Extract:
..........

Name: Hope Willenborg

Date: Tuesday, February 28, 2017

Rationale of the work:
The purpose of the lab was to individually annotate Timinator’s genes.

Tools used and/or Methods:

1. Download Timinator.fasta file
2. Annotate your assigned genes and put your annotations in the google document.

Conclusions and next steps:
I worked on genes 19, 41, 63, 78, and 58. I was able to use auto-annotation on all of them.
Gene 19 was the tapemeasure protein.
Genes 41 and 58 were no known function.
Gene 63 was said to be a DNA binding protein according to NCBI BLAST, but it is not specific enough to give it a function.
Gene 78 was also a no known function while left auto-annotated. However, the gene could be elongated if gene 79 was at a different start site, and this may be prefered because the NCBI BLAST hit was q:1 s:3. Because gene 78 is a reverse gene whereas gene 79 is a forward gene, there needs to be a 50 bp gap for a promoter. When gene 78 is elongated, there is only a 49 bp gap.
The next step is to determine how to read gene 79, so I can properly annotated gene 78.

Gene 19

Gene 41

Gene 63

Gene 78

Gene 58

Name: Hope Willenborg

Date: Tuesday, February 21, 2017

Rationale of the work:
The purpose of the lab was to learn about all the genes from Lore.

Tools used and/or Methods:

1. Finish the powerpoint about the genes you annotated
2. Present your genes

Conclusions and next steps:
We all discussed the genes we annotated and filled out the genes that we had to change and genes that had a specific function. Some important genes to note are genes 3,16,21, and 26. Gene 3 may have a longer start site than originally called for. Gene 16 has q:3 s:2 on NCBI BLAST. Gene 21 has been deleted and will be remade as a reverse gene. Gene 26 was deleted and moved to a different ORF.
The next step is to make a DNAMaster file so we can send our discovery to University of Pittsburg.

..........

Provided data:
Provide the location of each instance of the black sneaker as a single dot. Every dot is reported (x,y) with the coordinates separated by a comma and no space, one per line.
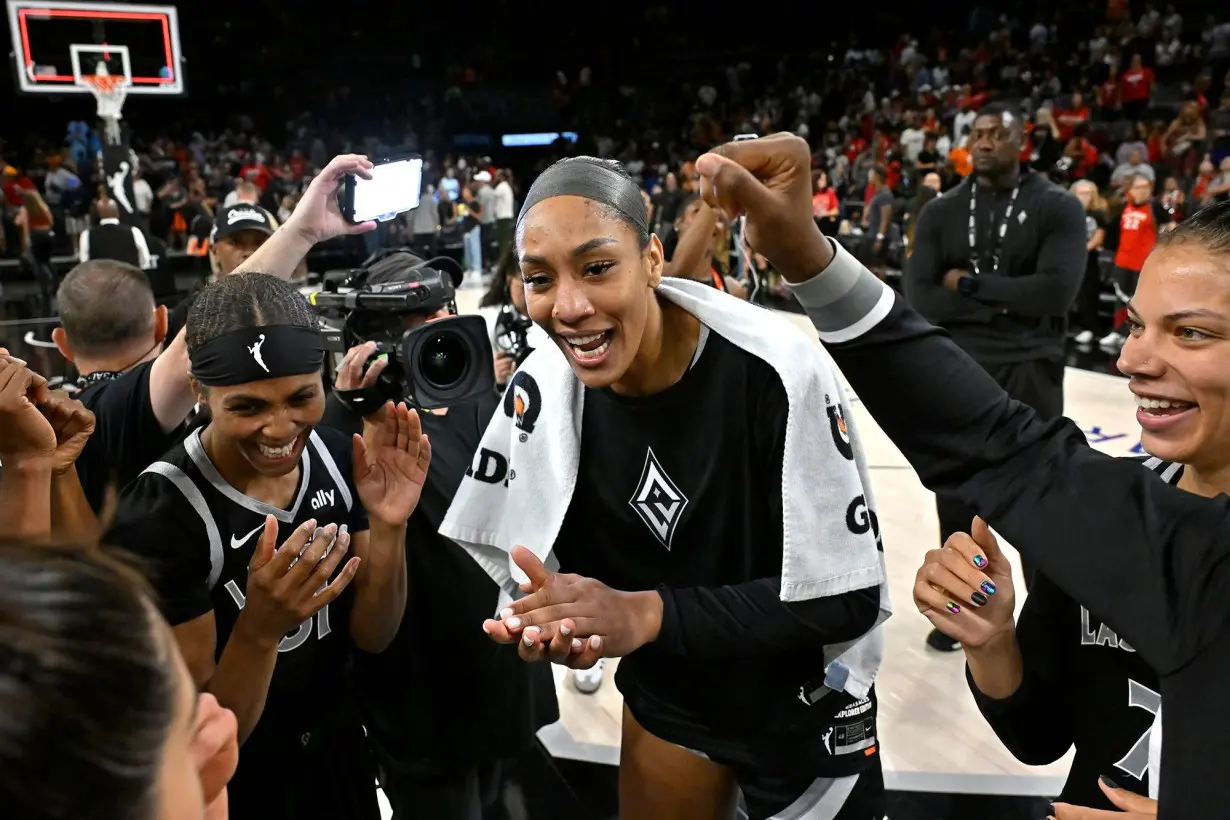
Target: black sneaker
(940,642)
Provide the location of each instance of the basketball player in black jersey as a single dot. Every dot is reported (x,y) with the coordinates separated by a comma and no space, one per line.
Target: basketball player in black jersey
(268,631)
(710,707)
(1149,558)
(1043,689)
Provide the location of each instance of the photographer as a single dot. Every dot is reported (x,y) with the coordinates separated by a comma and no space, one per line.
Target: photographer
(442,764)
(513,336)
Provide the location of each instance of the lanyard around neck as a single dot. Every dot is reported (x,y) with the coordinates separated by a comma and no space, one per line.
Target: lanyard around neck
(998,240)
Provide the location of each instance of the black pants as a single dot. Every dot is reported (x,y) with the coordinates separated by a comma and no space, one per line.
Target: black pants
(472,794)
(1038,384)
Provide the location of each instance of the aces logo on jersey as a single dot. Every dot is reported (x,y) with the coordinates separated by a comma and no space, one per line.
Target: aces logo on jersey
(839,429)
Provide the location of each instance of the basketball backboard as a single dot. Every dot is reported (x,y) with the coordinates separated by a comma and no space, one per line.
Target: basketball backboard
(54,44)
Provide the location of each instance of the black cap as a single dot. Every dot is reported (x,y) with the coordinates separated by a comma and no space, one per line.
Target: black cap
(242,218)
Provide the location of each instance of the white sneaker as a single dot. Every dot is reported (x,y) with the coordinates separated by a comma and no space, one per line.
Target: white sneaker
(1111,339)
(588,680)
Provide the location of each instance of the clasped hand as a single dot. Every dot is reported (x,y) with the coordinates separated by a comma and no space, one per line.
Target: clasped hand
(38,424)
(572,620)
(289,584)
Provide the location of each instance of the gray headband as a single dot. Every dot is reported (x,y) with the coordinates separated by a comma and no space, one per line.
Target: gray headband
(583,177)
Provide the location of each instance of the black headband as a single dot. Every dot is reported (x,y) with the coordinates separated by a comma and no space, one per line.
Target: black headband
(256,354)
(592,181)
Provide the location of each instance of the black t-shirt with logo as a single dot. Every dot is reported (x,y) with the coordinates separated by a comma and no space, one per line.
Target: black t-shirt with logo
(1083,686)
(682,491)
(127,435)
(196,535)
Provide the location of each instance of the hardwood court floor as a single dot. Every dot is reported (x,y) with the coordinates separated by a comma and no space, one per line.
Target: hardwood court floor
(932,737)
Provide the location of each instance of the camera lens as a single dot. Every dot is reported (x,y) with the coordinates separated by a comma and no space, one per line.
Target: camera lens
(442,359)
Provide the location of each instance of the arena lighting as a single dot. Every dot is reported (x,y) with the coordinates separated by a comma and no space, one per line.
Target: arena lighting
(528,140)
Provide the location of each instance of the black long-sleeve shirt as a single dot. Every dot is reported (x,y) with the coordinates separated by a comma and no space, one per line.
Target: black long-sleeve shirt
(1019,312)
(680,492)
(1151,559)
(1083,686)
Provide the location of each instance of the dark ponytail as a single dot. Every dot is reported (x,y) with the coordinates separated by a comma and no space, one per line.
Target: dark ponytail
(87,689)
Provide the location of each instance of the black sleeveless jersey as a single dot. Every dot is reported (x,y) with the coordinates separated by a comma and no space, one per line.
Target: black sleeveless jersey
(1083,686)
(197,535)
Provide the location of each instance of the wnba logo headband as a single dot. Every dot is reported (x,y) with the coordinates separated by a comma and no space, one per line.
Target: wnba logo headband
(256,354)
(581,177)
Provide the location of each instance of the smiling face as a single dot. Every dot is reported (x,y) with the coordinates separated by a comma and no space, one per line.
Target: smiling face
(267,422)
(589,284)
(1177,355)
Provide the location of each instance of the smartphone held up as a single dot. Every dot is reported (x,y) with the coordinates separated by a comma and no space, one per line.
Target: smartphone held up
(394,188)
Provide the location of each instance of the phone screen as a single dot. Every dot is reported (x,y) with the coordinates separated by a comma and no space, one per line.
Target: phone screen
(392,189)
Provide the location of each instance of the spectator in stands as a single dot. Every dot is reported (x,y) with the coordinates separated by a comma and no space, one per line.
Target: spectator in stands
(929,159)
(1087,300)
(236,234)
(1047,143)
(1071,116)
(929,189)
(1138,225)
(825,205)
(1172,199)
(111,240)
(244,193)
(112,331)
(1135,85)
(1000,290)
(35,224)
(486,198)
(143,194)
(1134,166)
(424,221)
(1185,138)
(702,241)
(503,213)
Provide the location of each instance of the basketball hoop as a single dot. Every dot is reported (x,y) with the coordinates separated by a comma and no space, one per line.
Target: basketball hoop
(110,91)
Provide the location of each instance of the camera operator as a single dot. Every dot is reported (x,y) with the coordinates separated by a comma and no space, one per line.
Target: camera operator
(513,335)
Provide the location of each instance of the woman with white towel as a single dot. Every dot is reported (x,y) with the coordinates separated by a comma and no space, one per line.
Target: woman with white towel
(654,451)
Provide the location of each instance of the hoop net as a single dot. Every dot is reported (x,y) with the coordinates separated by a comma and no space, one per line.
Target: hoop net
(110,92)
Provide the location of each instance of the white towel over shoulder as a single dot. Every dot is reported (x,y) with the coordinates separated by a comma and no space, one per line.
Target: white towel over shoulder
(520,482)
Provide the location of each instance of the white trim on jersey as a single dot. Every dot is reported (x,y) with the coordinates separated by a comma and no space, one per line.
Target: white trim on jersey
(1166,470)
(197,453)
(192,494)
(331,466)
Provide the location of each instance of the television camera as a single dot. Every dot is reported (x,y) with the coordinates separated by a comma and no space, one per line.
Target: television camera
(389,300)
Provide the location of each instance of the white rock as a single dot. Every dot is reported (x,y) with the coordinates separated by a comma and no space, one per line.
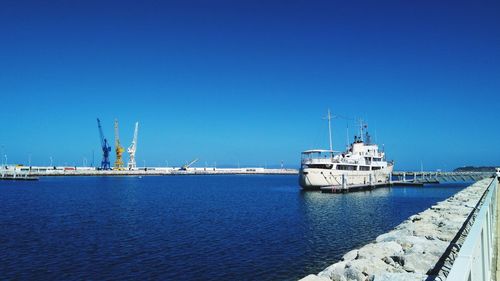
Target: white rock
(313,277)
(380,250)
(351,255)
(387,276)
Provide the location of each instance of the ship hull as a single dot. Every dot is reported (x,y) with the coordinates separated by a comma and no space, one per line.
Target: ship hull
(315,178)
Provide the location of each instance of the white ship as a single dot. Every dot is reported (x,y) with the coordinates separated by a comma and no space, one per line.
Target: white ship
(361,164)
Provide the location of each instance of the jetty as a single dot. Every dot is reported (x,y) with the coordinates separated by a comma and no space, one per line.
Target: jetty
(456,239)
(404,179)
(16,175)
(35,172)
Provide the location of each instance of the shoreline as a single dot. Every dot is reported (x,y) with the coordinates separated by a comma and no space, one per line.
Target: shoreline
(414,248)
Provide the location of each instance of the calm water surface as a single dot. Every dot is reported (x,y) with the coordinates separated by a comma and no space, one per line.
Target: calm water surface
(190,227)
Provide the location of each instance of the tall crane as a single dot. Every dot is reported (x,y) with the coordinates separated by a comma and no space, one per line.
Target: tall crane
(185,167)
(105,148)
(118,149)
(132,148)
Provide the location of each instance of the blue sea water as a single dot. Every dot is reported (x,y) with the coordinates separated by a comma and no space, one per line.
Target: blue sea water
(190,227)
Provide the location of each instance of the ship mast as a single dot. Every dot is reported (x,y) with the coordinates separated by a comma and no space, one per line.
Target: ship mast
(329,117)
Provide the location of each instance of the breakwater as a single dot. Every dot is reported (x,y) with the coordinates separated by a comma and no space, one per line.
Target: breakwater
(149,171)
(413,250)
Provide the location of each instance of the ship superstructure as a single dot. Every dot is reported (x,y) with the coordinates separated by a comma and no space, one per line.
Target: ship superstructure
(361,164)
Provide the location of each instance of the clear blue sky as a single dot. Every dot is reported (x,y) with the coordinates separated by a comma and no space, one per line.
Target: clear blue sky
(249,81)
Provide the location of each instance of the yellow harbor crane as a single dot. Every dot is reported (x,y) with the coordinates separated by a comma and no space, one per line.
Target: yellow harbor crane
(118,148)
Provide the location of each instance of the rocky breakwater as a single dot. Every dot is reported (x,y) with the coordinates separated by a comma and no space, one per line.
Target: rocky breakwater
(413,248)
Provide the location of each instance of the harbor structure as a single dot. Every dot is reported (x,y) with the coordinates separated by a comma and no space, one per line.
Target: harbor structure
(132,149)
(118,149)
(105,164)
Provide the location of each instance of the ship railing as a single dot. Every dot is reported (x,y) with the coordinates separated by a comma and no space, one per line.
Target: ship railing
(474,261)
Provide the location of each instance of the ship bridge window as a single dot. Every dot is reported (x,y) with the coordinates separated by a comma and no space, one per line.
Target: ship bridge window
(347,167)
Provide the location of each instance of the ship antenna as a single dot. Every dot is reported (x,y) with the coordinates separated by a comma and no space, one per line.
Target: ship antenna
(347,136)
(329,117)
(330,129)
(361,129)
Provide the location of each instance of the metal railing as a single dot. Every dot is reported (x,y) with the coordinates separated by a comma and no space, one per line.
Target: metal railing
(474,260)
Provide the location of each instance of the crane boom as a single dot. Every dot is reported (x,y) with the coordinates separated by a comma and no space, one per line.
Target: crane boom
(118,149)
(105,165)
(132,149)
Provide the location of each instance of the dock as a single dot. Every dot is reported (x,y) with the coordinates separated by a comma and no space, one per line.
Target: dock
(362,187)
(17,176)
(34,172)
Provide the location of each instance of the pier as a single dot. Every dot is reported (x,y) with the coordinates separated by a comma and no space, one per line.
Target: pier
(35,172)
(406,179)
(456,239)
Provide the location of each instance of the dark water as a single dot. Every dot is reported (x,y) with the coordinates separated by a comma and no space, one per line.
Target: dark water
(190,227)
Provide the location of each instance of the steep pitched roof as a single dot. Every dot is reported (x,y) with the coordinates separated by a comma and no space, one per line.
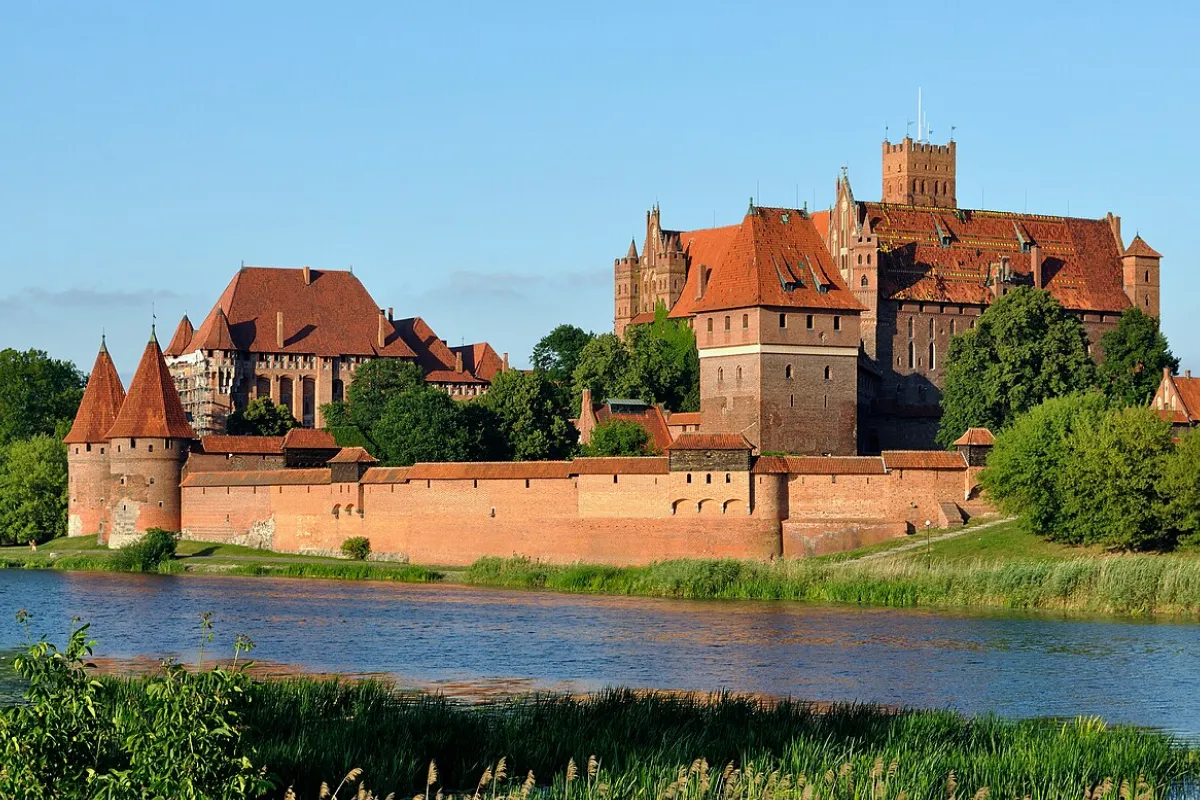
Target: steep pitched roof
(775,259)
(939,254)
(153,408)
(179,342)
(101,402)
(330,314)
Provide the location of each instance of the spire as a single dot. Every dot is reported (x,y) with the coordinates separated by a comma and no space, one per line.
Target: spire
(181,338)
(153,407)
(101,402)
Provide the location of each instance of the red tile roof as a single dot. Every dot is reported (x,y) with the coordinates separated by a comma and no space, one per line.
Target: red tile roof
(617,465)
(153,408)
(243,445)
(330,316)
(771,248)
(711,441)
(309,439)
(1139,247)
(489,470)
(1080,258)
(651,419)
(922,459)
(101,403)
(353,456)
(183,336)
(977,438)
(258,477)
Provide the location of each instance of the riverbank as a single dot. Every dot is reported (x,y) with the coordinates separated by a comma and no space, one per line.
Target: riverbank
(637,744)
(996,566)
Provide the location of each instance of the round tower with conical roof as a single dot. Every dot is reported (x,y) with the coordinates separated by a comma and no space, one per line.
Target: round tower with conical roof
(89,476)
(148,445)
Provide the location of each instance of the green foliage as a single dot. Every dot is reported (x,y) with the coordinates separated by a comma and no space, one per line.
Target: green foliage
(1180,487)
(33,489)
(155,547)
(1135,353)
(558,353)
(261,417)
(1024,349)
(532,415)
(39,395)
(618,438)
(1029,457)
(655,362)
(1109,482)
(77,738)
(357,547)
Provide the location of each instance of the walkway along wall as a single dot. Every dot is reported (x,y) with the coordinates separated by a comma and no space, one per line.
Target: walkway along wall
(619,511)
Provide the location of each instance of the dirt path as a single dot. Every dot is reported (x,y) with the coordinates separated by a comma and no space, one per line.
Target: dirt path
(922,541)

..........

Required action:
Please extract the lab notebook entries above in full, reproducing every line word for word.

Result of this exercise:
Name: Hope Willenborg

Date: Tuesday, February 28, 2017

Rationale of the work:
The purpose of the lab was to individually annotate Timinator’s genes.

Tools used and/or Methods:

1. Download Timinator.fasta file
2. Annotate your assigned genes and put your annotations in the google document.

Conclusions and next steps:
I worked on genes 19, 41, 63, 78, and 58. I was able to use auto-annotation on all of them.
Gene 19 was the tapemeasure protein.
Genes 41 and 58 were no known function.
Gene 63 was said to be a DNA binding protein according to NCBI BLAST, but it is not specific enough to give it a function.
Gene 78 was also a no known function while left auto-annotated. However, the gene could be elongated if gene 79 was at a different start site, and this may be prefered because the NCBI BLAST hit was q:1 s:3. Because gene 78 is a reverse gene whereas gene 79 is a forward gene, there needs to be a 50 bp gap for a promoter. When gene 78 is elongated, there is only a 49 bp gap.
The next step is to determine how to read gene 79, so I can properly annotated gene 78.

Gene 19

Gene 41

Gene 63

Gene 78

Gene 58

Name: Hope Willenborg

Date: Tuesday, February 21, 2017

Rationale of the work:
The purpose of the lab was to learn about all the genes from Lore.

Tools used and/or Methods:

1. Finish the powerpoint about the genes you annotated
2. Present your genes

Conclusions and next steps:
We all discussed the genes we annotated and filled out the genes that we had to change and genes that had a specific function. Some important genes to note are genes 3,16,21, and 26. Gene 3 may have a longer start site than originally called for. Gene 16 has q:3 s:2 on NCBI BLAST. Gene 21 has been deleted and will be remade as a reverse gene. Gene 26 was deleted and moved to a different ORF.
The next step is to make a DNAMaster file so we can send our discovery to University of Pittsburg.